Schreibe die Zeilen unten wörtlich ab, beginnend mit der Zeile, die „In the photo above, where can the peach“ enthält, bis einschließlich der Zeile, die „column 135, row 135“ enthält.

:: Zu bearbeitende Zeilen ::

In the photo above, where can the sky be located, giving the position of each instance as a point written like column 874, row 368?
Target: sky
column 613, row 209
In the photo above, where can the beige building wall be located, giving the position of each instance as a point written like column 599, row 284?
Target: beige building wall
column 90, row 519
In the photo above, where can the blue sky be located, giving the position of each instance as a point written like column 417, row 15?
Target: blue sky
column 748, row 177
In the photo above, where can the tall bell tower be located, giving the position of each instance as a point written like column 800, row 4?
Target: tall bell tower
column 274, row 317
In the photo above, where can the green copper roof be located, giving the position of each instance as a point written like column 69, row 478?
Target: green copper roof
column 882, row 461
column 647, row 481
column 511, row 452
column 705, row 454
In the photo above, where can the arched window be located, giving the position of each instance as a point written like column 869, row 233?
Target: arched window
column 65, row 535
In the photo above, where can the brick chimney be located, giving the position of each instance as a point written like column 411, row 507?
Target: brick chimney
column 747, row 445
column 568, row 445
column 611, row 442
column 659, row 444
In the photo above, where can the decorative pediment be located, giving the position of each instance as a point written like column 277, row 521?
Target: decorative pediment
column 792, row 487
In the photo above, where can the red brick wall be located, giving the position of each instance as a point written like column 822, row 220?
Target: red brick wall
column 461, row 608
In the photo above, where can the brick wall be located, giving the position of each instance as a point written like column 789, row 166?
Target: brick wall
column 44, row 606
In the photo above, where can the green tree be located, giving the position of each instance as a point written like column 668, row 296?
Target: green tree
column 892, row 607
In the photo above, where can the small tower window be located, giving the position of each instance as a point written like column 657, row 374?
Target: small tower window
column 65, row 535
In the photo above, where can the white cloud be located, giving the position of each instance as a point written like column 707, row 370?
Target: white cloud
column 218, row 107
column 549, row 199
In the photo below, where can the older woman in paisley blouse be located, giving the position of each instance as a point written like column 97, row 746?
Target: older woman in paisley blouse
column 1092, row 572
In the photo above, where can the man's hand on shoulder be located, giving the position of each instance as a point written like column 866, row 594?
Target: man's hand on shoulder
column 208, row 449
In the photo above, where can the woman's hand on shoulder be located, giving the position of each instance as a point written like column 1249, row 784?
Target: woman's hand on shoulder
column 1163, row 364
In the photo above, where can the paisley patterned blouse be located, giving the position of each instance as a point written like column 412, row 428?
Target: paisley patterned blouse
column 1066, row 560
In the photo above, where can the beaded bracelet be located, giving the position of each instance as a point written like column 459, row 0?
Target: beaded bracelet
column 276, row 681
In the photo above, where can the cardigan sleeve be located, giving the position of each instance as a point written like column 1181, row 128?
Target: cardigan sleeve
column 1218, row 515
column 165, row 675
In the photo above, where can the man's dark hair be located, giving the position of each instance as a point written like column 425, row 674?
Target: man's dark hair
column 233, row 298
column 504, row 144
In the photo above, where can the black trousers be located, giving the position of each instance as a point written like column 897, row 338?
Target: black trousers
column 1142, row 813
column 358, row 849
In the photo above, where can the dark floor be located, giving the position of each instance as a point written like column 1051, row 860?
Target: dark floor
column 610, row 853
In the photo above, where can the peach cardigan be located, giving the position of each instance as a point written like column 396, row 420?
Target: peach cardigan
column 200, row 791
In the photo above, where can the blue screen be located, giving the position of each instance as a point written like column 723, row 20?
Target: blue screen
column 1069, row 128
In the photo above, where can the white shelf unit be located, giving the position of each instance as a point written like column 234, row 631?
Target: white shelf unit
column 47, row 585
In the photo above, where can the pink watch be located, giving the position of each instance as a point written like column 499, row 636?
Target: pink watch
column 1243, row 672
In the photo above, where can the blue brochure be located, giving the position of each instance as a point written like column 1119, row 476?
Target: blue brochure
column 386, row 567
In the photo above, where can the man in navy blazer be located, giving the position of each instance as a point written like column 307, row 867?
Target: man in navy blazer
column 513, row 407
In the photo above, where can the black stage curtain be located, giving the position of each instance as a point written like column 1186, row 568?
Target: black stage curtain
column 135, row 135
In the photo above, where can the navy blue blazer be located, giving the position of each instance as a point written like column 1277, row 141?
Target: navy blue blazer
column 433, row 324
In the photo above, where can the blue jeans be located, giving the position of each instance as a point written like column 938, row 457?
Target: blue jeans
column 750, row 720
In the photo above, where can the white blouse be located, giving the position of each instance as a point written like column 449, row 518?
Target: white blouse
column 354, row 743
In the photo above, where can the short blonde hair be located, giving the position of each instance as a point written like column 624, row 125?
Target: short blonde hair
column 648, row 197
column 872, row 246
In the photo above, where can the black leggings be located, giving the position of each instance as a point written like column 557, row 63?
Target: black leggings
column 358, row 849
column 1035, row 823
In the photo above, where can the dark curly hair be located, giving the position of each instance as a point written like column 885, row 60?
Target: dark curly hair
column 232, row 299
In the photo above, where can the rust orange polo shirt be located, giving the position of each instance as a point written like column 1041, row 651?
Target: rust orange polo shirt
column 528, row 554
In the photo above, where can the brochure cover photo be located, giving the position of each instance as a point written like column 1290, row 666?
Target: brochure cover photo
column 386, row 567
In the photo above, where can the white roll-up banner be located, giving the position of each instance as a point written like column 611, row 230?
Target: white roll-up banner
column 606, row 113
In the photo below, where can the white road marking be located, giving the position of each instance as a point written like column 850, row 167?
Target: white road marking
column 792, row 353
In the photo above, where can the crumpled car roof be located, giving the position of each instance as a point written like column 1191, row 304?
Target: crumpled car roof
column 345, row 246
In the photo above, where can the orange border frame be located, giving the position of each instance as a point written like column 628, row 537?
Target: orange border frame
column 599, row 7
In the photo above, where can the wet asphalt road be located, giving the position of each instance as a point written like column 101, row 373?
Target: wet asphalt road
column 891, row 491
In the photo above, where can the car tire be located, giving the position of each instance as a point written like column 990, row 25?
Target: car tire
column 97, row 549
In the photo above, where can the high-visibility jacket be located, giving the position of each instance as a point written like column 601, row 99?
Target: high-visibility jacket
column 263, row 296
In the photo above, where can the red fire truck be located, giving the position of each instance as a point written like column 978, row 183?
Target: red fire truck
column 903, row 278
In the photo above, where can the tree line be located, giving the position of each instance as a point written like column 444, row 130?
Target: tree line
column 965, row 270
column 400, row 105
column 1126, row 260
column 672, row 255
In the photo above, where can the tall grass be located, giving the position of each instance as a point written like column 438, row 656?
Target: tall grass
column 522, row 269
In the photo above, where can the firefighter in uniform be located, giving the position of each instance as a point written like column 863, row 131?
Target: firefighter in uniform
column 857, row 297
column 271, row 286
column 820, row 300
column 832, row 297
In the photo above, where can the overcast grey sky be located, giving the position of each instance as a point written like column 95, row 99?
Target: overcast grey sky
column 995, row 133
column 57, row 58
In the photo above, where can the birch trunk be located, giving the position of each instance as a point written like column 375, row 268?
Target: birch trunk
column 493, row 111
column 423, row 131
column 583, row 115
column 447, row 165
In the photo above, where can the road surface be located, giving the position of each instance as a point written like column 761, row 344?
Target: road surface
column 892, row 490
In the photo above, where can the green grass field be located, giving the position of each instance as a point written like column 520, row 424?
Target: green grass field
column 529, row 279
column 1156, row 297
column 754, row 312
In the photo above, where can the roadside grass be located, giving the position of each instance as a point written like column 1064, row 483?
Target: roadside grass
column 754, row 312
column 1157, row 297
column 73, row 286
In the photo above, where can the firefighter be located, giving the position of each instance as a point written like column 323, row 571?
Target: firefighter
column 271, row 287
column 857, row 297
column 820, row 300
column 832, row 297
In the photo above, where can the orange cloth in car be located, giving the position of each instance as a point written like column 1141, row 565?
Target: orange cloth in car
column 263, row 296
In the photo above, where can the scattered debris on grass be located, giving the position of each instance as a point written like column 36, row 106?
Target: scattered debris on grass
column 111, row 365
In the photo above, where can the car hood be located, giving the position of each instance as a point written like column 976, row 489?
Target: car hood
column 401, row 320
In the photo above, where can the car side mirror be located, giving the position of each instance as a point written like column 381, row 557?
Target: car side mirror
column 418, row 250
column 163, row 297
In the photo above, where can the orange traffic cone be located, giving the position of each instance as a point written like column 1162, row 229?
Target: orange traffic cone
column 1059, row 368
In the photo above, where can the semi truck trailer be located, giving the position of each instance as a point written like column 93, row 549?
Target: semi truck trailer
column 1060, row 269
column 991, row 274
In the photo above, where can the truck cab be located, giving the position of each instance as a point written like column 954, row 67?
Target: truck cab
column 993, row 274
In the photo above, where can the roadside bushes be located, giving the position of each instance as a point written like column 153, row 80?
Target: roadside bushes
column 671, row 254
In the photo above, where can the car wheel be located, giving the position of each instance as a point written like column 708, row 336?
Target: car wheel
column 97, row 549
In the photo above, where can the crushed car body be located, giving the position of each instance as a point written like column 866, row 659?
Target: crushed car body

:::

Lösung:
In the photo above, where can the peach cardigan be located, giving the position of each instance as a point written like column 396, row 420?
Target: peach cardigan
column 200, row 791
In the photo above, where can the blue screen be located, giving the position of each instance as a point written like column 723, row 20?
Target: blue screen
column 1069, row 128
In the photo above, where can the white shelf unit be located, giving the position of each instance as a point written like column 234, row 631?
Target: white shelf unit
column 47, row 585
In the photo above, where can the pink watch be located, giving the position of each instance as a point written like column 499, row 636?
Target: pink watch
column 1243, row 672
In the photo above, where can the blue brochure be located, giving the position of each instance as a point written like column 1119, row 476?
Target: blue brochure
column 386, row 567
In the photo above, where can the man in navy blazer be located, giving the position of each instance as a point written like column 307, row 867?
Target: man in navy blazer
column 513, row 407
In the photo above, where can the black stage curtain be located, giving the position of each instance as a point written like column 1186, row 568?
Target: black stage curtain
column 135, row 135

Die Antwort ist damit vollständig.